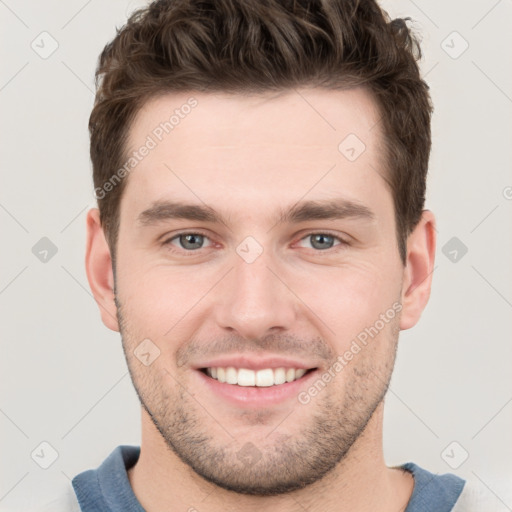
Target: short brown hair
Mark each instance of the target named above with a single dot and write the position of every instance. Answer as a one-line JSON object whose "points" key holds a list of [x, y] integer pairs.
{"points": [[258, 46]]}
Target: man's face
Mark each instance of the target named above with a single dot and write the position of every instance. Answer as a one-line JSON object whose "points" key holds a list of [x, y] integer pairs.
{"points": [[295, 259]]}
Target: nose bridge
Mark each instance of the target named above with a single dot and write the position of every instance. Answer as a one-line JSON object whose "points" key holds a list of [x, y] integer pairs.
{"points": [[254, 300]]}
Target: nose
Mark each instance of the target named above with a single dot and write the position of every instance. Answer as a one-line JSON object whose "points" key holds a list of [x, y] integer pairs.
{"points": [[255, 300]]}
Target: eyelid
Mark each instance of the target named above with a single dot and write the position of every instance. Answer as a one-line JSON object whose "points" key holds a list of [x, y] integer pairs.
{"points": [[328, 233], [168, 239]]}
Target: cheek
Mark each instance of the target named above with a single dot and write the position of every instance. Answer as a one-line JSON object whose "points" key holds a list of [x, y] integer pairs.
{"points": [[349, 298], [157, 300]]}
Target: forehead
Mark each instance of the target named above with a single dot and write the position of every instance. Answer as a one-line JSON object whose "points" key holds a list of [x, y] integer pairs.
{"points": [[255, 149]]}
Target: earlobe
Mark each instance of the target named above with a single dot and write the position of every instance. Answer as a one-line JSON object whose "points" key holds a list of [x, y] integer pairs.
{"points": [[98, 265], [417, 282]]}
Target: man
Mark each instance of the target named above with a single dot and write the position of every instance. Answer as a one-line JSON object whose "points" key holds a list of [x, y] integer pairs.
{"points": [[260, 241]]}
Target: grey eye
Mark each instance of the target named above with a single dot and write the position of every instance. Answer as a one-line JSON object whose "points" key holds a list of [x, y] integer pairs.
{"points": [[321, 241], [191, 241]]}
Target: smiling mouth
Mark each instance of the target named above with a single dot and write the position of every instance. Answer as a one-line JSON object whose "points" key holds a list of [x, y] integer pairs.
{"points": [[255, 378]]}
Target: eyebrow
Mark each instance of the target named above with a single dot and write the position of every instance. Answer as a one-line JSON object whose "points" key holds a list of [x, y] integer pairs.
{"points": [[300, 212]]}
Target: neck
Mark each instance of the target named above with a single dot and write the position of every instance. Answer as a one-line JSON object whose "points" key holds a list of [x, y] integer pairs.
{"points": [[360, 483]]}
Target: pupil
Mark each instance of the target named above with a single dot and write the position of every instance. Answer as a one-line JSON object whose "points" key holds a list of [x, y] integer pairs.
{"points": [[191, 241], [318, 240]]}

--------------------------------

### Activity
Your answer should reproduce every line of the data verbatim and include no images.

### Problem solution
Target: short brown hair
Mark each instance of the target named above with a single dot and write the position of every instance. Answer as a one-line JSON object whose "points" key holds a list of [x, y] integer pairs.
{"points": [[258, 46]]}
Target: man's face
Mark each instance of the target named above with a single dot and write the position of every instance. Answer as a one-line JSON object whose "points" key holds a list of [x, y] integer pairs.
{"points": [[295, 259]]}
Target: nose bridge
Mark each instance of the target named above with a single dot and write the position of every instance. Answer as a one-line JSON object whose "points" key holds a list of [x, y] integer pairs.
{"points": [[254, 300]]}
Target: nose
Mark each instance of the target named above with a single dot and write the position of every instance. Answer as a one-line JSON object whose "points" key holds a list of [x, y] integer pairs.
{"points": [[255, 300]]}
Target: eyelid
Mark each instance of the target named above with a single dot and write the position of every instance. Answer as a one-line JSON object whose "points" key holds a list of [x, y] integer pairs.
{"points": [[328, 233], [168, 239]]}
Target: cheek
Mark each instance of the target named above with a single dot and write the position of every instance. Answer as a one-line JSON object whose "points" key holds a list of [x, y] integer pairs.
{"points": [[349, 298], [157, 300]]}
Target: forehead
Mark each instance of the target named above with a single dot and write the position of every instance. Answer as a one-line JSON object whose "points" key holds a list of [x, y] integer pairs.
{"points": [[255, 149]]}
Target: earlobe
Mark each instance of the target named above with a single dot and write the position of every instance. Answer as a one-line JSON object whose "points" key holds a list of [x, y] integer pairs.
{"points": [[98, 265], [417, 282]]}
Target: man
Mark each instance of the target named above with a single dot and write the position of every instance. Answer as a one-line JSON object whose "points" key holds a list of [x, y] integer pairs.
{"points": [[260, 241]]}
Target: grey eye
Mark each instance of the target named above with a single dot and write the position of every instance. Answer as a one-line JSON object whose "points" key holds a list of [x, y] integer pairs.
{"points": [[321, 241], [191, 241]]}
Target: smiling mouth
Mark each instance of the target named above with a single dot and write the position of every instance. Answer as a one-line JSON object whose "points" key holds a list of [x, y] integer pairs.
{"points": [[255, 378]]}
Target: eyebrow
Mark each instance of the target named above with a single dot and write the position of every instance. Answer as a one-line JSON object whose "points" key holds a list of [x, y] integer pairs.
{"points": [[300, 212]]}
Target: neck
Mark each instance of the target named above with a single dot and write the position of every instance. Answer as a one-line JSON object whose "points" key holds a list of [x, y] integer pairs.
{"points": [[360, 483]]}
Target: pupil
Mark each instance of the target named above with a single dot and write the position of every instance. Answer as a one-line JSON object whose "points" key holds a list of [x, y] integer pairs.
{"points": [[191, 241], [318, 240]]}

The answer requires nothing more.